Retype the tail of the data exactly, starting at the line containing "Target: dry bush" and stopping at the last line.

Collected data entries

···

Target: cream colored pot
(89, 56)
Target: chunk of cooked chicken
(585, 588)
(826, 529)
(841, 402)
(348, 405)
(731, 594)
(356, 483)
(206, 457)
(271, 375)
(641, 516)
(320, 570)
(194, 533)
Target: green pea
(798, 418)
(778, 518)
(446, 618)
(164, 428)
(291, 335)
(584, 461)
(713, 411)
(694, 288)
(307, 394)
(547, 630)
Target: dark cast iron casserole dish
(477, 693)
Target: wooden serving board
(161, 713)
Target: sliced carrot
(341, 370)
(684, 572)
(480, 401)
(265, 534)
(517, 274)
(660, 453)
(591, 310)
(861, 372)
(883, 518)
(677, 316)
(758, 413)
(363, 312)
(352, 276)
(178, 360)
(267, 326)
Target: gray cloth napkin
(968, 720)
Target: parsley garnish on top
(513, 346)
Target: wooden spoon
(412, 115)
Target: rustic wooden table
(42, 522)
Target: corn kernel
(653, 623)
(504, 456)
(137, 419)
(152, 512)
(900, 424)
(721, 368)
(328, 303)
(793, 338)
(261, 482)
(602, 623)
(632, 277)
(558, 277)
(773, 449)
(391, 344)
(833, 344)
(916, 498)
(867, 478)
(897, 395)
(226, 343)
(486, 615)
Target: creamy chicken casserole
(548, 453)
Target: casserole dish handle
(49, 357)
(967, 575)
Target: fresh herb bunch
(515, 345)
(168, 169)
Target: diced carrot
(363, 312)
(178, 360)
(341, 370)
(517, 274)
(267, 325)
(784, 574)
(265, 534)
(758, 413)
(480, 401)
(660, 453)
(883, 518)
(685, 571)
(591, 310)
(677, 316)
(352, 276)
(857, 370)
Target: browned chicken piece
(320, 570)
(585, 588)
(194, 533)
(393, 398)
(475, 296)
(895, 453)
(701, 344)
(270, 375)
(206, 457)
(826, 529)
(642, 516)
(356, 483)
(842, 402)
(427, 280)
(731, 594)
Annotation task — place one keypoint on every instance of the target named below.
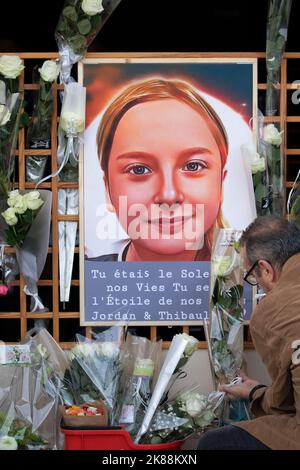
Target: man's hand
(241, 390)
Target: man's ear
(109, 204)
(268, 269)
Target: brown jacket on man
(275, 325)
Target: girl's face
(164, 170)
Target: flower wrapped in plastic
(79, 23)
(185, 414)
(293, 202)
(28, 399)
(180, 350)
(93, 374)
(140, 364)
(39, 130)
(225, 332)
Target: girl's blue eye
(194, 166)
(139, 170)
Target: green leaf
(84, 26)
(70, 13)
(78, 43)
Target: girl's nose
(169, 190)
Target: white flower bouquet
(225, 331)
(93, 374)
(140, 364)
(25, 225)
(185, 414)
(79, 23)
(39, 130)
(28, 399)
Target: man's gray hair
(271, 238)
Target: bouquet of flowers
(39, 131)
(181, 348)
(93, 373)
(224, 331)
(28, 399)
(187, 413)
(225, 335)
(20, 214)
(25, 225)
(79, 23)
(140, 363)
(293, 203)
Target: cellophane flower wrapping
(225, 328)
(94, 373)
(29, 398)
(141, 361)
(226, 306)
(181, 348)
(188, 412)
(293, 203)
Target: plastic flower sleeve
(94, 372)
(77, 27)
(28, 400)
(67, 231)
(226, 306)
(175, 352)
(140, 358)
(293, 203)
(188, 412)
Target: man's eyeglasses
(249, 277)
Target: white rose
(18, 203)
(69, 120)
(222, 265)
(10, 216)
(33, 200)
(4, 115)
(49, 71)
(92, 7)
(195, 405)
(272, 135)
(258, 163)
(11, 66)
(13, 197)
(191, 347)
(206, 419)
(8, 443)
(109, 349)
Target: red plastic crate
(108, 439)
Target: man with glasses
(271, 253)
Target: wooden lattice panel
(63, 324)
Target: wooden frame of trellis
(291, 157)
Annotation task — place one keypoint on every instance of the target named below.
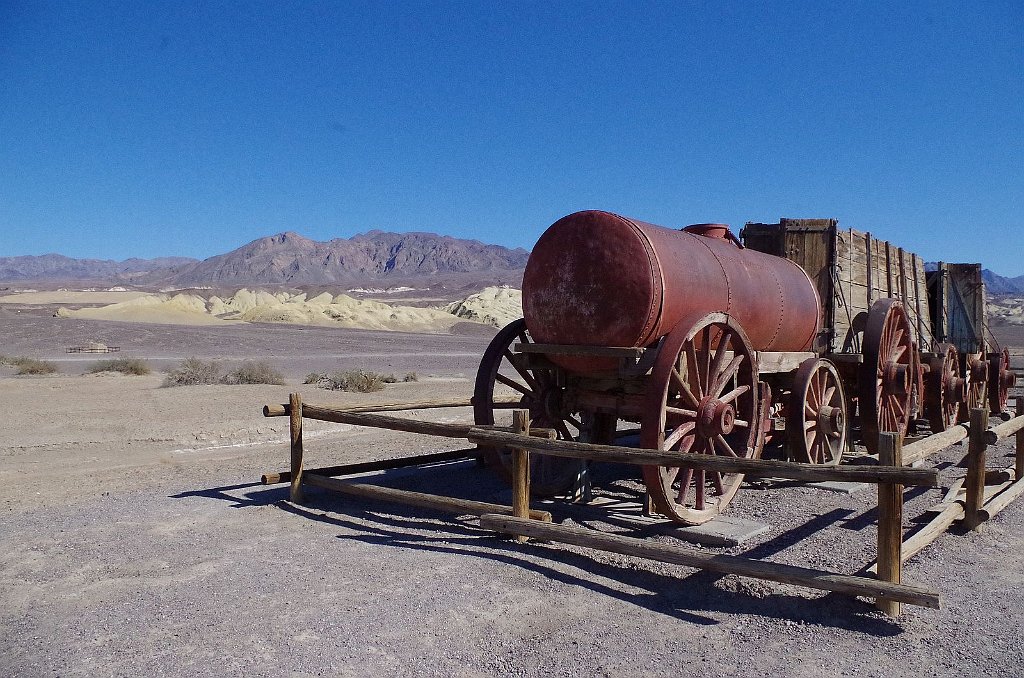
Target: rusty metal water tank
(599, 279)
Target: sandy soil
(135, 540)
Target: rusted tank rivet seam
(725, 274)
(655, 268)
(781, 308)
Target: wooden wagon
(895, 344)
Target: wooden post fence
(976, 469)
(520, 470)
(1020, 440)
(890, 521)
(295, 405)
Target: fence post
(975, 483)
(1020, 440)
(520, 470)
(890, 521)
(295, 407)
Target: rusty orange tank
(599, 279)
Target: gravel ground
(135, 540)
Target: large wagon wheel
(540, 393)
(816, 424)
(975, 384)
(701, 398)
(1000, 380)
(885, 383)
(943, 388)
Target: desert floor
(135, 539)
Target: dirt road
(134, 540)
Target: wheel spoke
(514, 362)
(684, 486)
(706, 354)
(726, 448)
(723, 345)
(678, 434)
(734, 393)
(511, 383)
(717, 479)
(827, 448)
(684, 388)
(730, 371)
(692, 370)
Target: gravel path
(134, 541)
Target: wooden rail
(691, 557)
(790, 470)
(973, 505)
(273, 477)
(979, 504)
(283, 410)
(432, 502)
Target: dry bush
(129, 366)
(29, 366)
(194, 372)
(252, 372)
(361, 381)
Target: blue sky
(177, 128)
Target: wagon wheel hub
(715, 418)
(954, 389)
(832, 420)
(979, 370)
(896, 378)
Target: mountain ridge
(289, 257)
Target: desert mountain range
(293, 259)
(288, 258)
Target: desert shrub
(32, 366)
(130, 366)
(252, 372)
(361, 381)
(193, 372)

···

[EXERCISE RESULT]
Target: dry bush
(129, 366)
(29, 366)
(194, 372)
(252, 372)
(361, 381)
Target: blue sky
(177, 128)
Target: wagon wheel hub
(715, 418)
(954, 389)
(832, 420)
(979, 370)
(896, 378)
Target: mountain ridge
(289, 257)
Target: desert mountain range
(293, 259)
(288, 258)
Target: desert shrub
(32, 366)
(130, 366)
(252, 372)
(361, 381)
(193, 372)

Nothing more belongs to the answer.